> _ACTIVITY_: Write each entry again exactly as shown, but without the images it holds.

◆ ◆ ◆ ◆

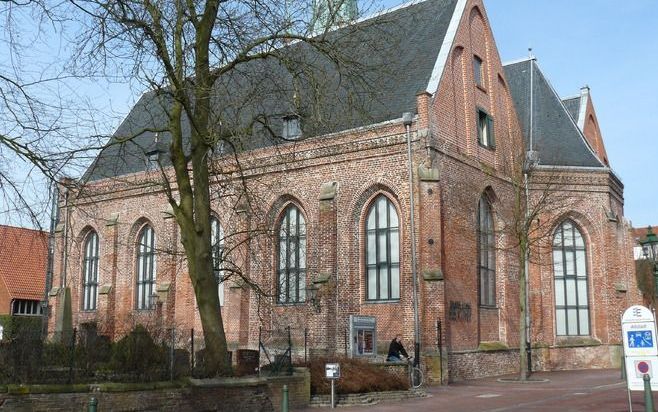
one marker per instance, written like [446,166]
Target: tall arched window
[570,270]
[90,272]
[291,272]
[146,267]
[217,245]
[382,251]
[486,253]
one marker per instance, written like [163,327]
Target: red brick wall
[366,163]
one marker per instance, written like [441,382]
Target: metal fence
[82,355]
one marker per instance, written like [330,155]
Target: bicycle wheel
[416,378]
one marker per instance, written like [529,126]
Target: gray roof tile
[386,61]
[555,134]
[572,105]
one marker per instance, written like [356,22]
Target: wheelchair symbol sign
[639,339]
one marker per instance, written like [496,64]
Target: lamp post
[650,251]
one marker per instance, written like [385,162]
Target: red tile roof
[23,262]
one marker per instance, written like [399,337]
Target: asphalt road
[584,390]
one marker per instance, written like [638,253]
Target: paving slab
[563,391]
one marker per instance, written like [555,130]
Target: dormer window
[477,72]
[485,130]
[291,127]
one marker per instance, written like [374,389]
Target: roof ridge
[573,122]
[23,228]
[519,60]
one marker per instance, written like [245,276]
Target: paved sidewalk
[584,390]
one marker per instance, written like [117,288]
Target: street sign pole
[332,371]
[638,327]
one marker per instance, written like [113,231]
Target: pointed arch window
[382,251]
[570,272]
[291,273]
[146,268]
[217,246]
[90,272]
[486,253]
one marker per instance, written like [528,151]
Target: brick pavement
[565,391]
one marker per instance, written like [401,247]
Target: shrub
[357,376]
[138,355]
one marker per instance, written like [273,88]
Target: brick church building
[319,236]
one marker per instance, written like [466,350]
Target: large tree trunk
[199,263]
[523,354]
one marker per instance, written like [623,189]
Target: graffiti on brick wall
[460,311]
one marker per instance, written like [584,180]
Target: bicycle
[415,375]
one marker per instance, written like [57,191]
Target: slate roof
[392,56]
[572,104]
[556,136]
[640,233]
[23,261]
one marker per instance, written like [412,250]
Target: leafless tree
[220,75]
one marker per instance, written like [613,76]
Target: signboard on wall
[638,329]
[363,335]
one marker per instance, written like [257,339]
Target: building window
[217,245]
[570,270]
[291,127]
[292,257]
[485,130]
[90,272]
[382,251]
[486,254]
[25,307]
[477,71]
[146,268]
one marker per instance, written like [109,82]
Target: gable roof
[555,134]
[23,262]
[393,53]
[572,104]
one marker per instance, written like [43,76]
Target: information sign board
[332,370]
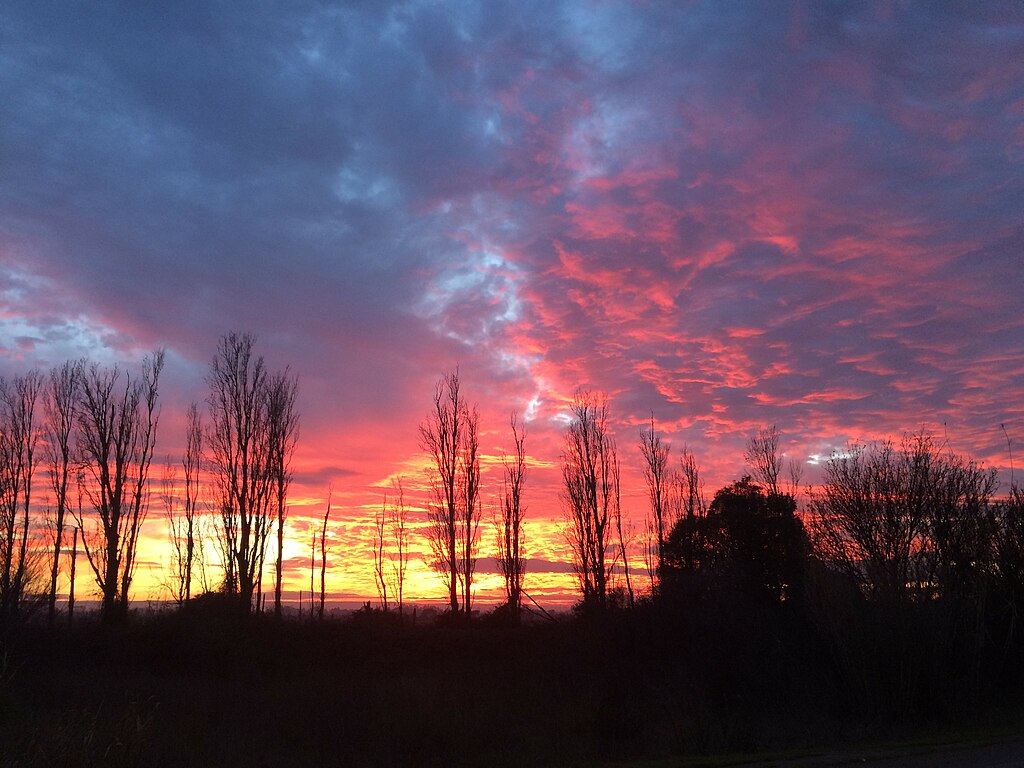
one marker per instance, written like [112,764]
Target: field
[199,688]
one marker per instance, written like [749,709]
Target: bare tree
[381,577]
[239,440]
[471,511]
[71,587]
[691,492]
[450,435]
[18,440]
[624,541]
[764,459]
[283,422]
[904,520]
[60,404]
[391,547]
[655,454]
[510,536]
[397,519]
[117,434]
[327,516]
[182,520]
[588,458]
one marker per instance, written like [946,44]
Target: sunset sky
[727,214]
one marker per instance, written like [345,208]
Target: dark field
[198,689]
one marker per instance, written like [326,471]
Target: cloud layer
[803,214]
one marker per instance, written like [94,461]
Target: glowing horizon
[728,216]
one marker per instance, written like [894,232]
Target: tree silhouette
[749,539]
[60,404]
[764,459]
[658,478]
[589,460]
[283,428]
[182,512]
[18,440]
[117,435]
[510,536]
[450,436]
[250,436]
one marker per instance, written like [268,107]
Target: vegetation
[890,604]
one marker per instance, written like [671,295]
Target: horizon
[722,217]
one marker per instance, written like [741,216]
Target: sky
[723,214]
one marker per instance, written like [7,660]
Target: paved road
[1005,755]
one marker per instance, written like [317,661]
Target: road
[1003,755]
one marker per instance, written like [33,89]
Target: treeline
[765,614]
[91,431]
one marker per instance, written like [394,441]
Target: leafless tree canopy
[903,519]
[764,459]
[60,402]
[658,478]
[450,435]
[117,434]
[18,441]
[589,461]
[510,535]
[283,422]
[184,525]
[240,434]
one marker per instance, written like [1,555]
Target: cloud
[728,216]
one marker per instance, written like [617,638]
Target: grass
[194,689]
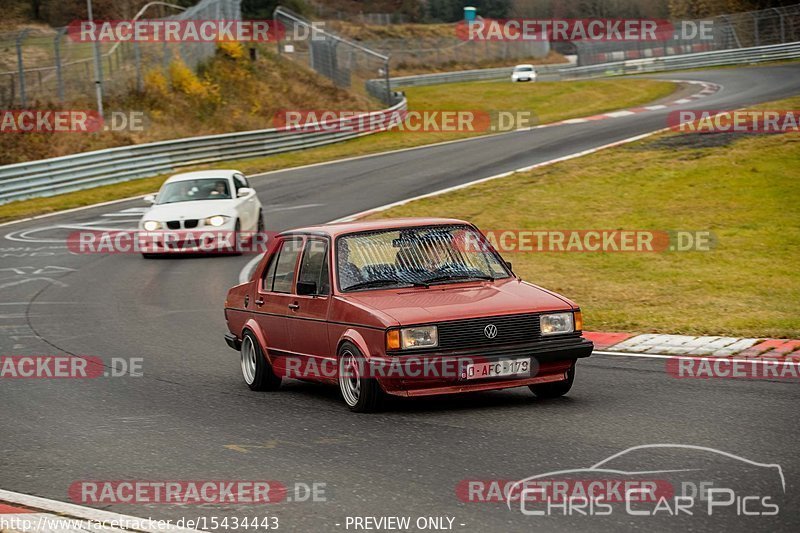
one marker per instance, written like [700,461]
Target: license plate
[498,369]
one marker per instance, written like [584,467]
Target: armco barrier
[377,86]
[48,177]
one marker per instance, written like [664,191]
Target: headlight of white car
[216,220]
[556,323]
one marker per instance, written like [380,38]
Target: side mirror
[306,288]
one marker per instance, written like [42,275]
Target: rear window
[281,276]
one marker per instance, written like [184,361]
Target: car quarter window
[269,272]
[280,277]
[314,265]
[240,181]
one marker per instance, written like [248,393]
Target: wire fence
[45,65]
[348,64]
[764,27]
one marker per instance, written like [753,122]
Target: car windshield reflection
[199,189]
[414,257]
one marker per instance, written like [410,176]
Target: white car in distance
[210,201]
[523,73]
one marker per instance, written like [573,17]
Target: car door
[246,206]
[274,295]
[308,326]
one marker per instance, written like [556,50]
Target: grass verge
[550,101]
[744,189]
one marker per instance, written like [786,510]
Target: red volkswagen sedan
[407,307]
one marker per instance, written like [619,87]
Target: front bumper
[188,241]
[549,361]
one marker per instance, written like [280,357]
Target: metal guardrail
[736,56]
[465,75]
[48,177]
[80,171]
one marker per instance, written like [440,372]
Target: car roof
[200,174]
[342,228]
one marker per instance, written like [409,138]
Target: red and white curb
[688,345]
[22,513]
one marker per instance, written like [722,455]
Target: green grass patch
[744,189]
[551,101]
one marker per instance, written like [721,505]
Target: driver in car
[220,190]
[349,273]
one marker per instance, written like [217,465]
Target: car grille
[511,329]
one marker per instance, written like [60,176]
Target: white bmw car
[195,208]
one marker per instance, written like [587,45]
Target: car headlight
[216,220]
[409,338]
[556,323]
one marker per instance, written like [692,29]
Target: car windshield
[417,256]
[200,189]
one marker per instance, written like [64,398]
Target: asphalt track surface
[190,417]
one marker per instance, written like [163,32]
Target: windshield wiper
[380,282]
[462,277]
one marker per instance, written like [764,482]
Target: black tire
[260,377]
[370,397]
[555,389]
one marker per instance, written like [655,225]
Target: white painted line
[78,511]
[292,207]
[73,210]
[660,356]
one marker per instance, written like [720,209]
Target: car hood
[191,209]
[462,300]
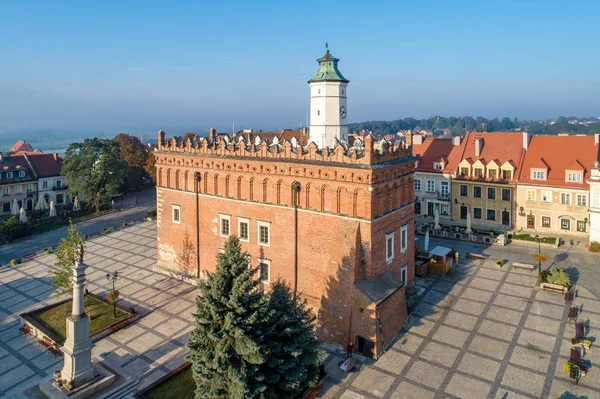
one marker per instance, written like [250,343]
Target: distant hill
[571,125]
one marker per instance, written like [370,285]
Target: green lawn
[102,316]
[178,386]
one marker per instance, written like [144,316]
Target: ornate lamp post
[114,278]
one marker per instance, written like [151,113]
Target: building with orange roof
[484,177]
[21,147]
[553,190]
[432,175]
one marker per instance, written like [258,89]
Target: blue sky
[150,65]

◆ ◆ ◆ ◆

> _RESULT_:
one marker per instance, written like [446,166]
Target: tall arched window
[570,270]
[90,272]
[291,272]
[146,267]
[217,245]
[382,251]
[486,253]
one marker per instance, written like [163,327]
Target: red brick wall
[366,163]
one marker per instance, written like [441,382]
Target: metal fence
[82,355]
one marker per instance, written like [330,155]
Target: bicycle wheel
[416,378]
one marker per instance, written like [529,126]
Target: gray roof tile
[386,61]
[555,134]
[572,105]
one marker per instance, written like [356,22]
Target: wheelchair symbol sign
[639,339]
one marker per instance, written like [496,64]
Target: lamp post
[650,251]
one marker per instance, written like [385,162]
Target: red tile roof
[23,262]
one marker per instance, written like [399,337]
Target: asphalt road
[584,390]
one marker per instance, written like [638,253]
Target: paving slab
[563,391]
one marker per instance, written like [555,130]
Target: dormer window
[477,72]
[485,130]
[291,127]
one marker per instance, written like [374,389]
Target: roof ridge
[573,122]
[23,228]
[519,60]
one marker per instance, written like [245,276]
Target: paved sidewalk
[584,390]
one marker per instance, written like [117,288]
Target: street sign pole
[332,371]
[638,327]
one marker per instance, written like [113,231]
Target: pointed arch window
[382,251]
[570,272]
[291,273]
[146,268]
[217,246]
[90,272]
[486,253]
one marker per instance, written like [528,151]
Target: brick pavement
[565,391]
one marker per instance, written like [401,247]
Target: shrub
[357,376]
[138,355]
one marker per instance, written like [273,88]
Target: brick church building
[319,236]
one marker per instance, written like [466,350]
Target: large tree trunk
[199,263]
[523,354]
one marker per instance, written like [623,189]
Target: graffiti on brick wall
[460,311]
one marker per instance, written like [584,180]
Target: bicycle
[415,375]
one marker per instance, written like [57,191]
Target: slate roof
[392,56]
[572,104]
[556,136]
[640,233]
[23,261]
one marker per instance, written like [412,250]
Target: leafless tree
[220,75]
one marker per instance, written like [613,76]
Target: signboard on wall
[638,329]
[363,335]
one marker per instance, written like [257,339]
Target: building window
[217,245]
[570,270]
[291,127]
[292,257]
[485,130]
[90,272]
[382,251]
[486,254]
[25,307]
[477,71]
[146,268]
one marker per instance, written like [109,82]
Target: gable roof
[555,134]
[23,262]
[393,53]
[572,104]
one marker per instance, written like [43,76]
Target: information sign board
[332,370]
one marker per instance, written like [112,764]
Target: field
[199,688]
one marker per instance, written like [749,709]
Target: bare tree
[381,577]
[239,440]
[471,511]
[71,587]
[691,492]
[450,435]
[18,440]
[624,541]
[764,459]
[283,422]
[904,520]
[60,404]
[391,547]
[655,454]
[510,536]
[397,519]
[117,434]
[327,516]
[182,520]
[588,458]
one marker per instance, written like [946,44]
Target: sunset sky
[727,214]
one marker per instance, written like [345,208]
Target: dark field
[198,689]
one marker per instance, written like [326,471]
Target: cloud layer
[803,214]
one marker per instance, written like [94,461]
Target: glowing horizon
[728,216]
one marker per instance, written like [894,232]
Target: tree silhouette
[749,539]
[60,404]
[764,459]
[658,478]
[589,460]
[283,428]
[182,512]
[18,440]
[117,435]
[510,536]
[450,436]
[250,436]
one marker per instance, written like [268,107]
Target: vegetation
[890,604]
one marker per instance, written like [671,295]
Target: horizon
[722,217]
one marker per instance, written like [741,216]
Target: sky
[723,214]
one marker per instance, written like [7,660]
Target: paved road
[1005,755]
one marker per instance, written like [317,661]
Target: road
[1003,755]
one marker per instance, written like [33,89]
Target: treeline
[765,614]
[91,431]
one marker per instance, written like [394,441]
Target: leafless tree canopy
[903,519]
[764,459]
[60,402]
[658,478]
[450,435]
[117,434]
[18,441]
[589,461]
[510,535]
[283,422]
[184,525]
[240,434]
one marker per instance, written like [1,555]
Target: cloud
[728,216]
one marker per instance, written like [617,638]
Target: grass
[194,689]
one marker per instance, written like [700,461]
Target: license plate
[498,369]
one marker per instance, written like [584,467]
Target: armco barrier
[377,86]
[48,177]
one marker per instance, written like [664,191]
Target: headlight of white car
[216,220]
[556,323]
one marker per instance, written like [380,38]
Target: side mirror
[306,288]
one marker per instance, written like [42,275]
Target: rear window
[281,276]
one marker per instance, written like [184,361]
Target: car quarter window
[269,272]
[280,277]
[314,265]
[240,181]
one marker per instance, written like [248,393]
Target: wire fence
[45,65]
[348,64]
[764,27]
one marker per instance, written like [753,122]
Target: car windshield reflection
[199,189]
[414,257]
one marker per instance, written like [410,176]
Target: white car in distance
[210,201]
[523,73]
one marker per instance, written like [573,17]
Target: car door
[246,206]
[274,295]
[308,326]
one marker per instance, written like [556,50]
Target: grass verge
[550,101]
[744,189]
one marker per instance, written like [786,510]
Target: red volkswagen sedan
[407,307]
one marker per instance, written like [619,87]
Target: front bumper
[188,241]
[549,361]
one marker per instance, written like [280,357]
Target: metal guardrail
[736,56]
[465,75]
[48,177]
[80,171]
one marker per instance, written like [440,372]
Target: car roof
[200,174]
[342,228]
one marker per instance, written like [409,138]
Target: red and white curb
[688,345]
[22,513]
one marker per instance, written like [722,455]
Target: green grass patch
[744,189]
[551,101]
one marker per instance, written like [721,505]
Target: driver in car
[220,190]
[349,273]
one marker per instance, written like [217,465]
Target: car grille
[511,329]
one marker per instance, written like [60,176]
Target: white bmw car
[195,208]
one marker per instance, written like [587,45]
Target: car headlight
[216,220]
[409,338]
[556,323]
one marker per instance, written like [692,29]
Target: car windshield
[417,256]
[200,189]
one marker per instance, written like [64,398]
Target: asphalt track surface
[190,417]
one marker per instance, written like [163,32]
Target: windshield wiper
[380,282]
[462,277]
one marker per instance, written like [764,482]
Target: black tire
[260,377]
[370,397]
[555,389]
one marker per instance, written like [655,225]
Target: white painted line
[78,511]
[292,207]
[73,210]
[660,356]
one marker per instance, written like [720,209]
Target: car hood
[191,209]
[462,300]
one marker per instance, written like [250,343]
Target: distant hill
[571,125]
one marker per instance, written like [370,285]
Target: green lawn
[102,316]
[178,386]
one marker per instance, written like [144,316]
Target: ornate lamp post
[114,278]
one marker per instance, written like [151,113]
Target: building with orange roof
[484,177]
[21,147]
[553,190]
[432,175]
one marker per instance, written like [258,89]
Target: blue sky
[150,65]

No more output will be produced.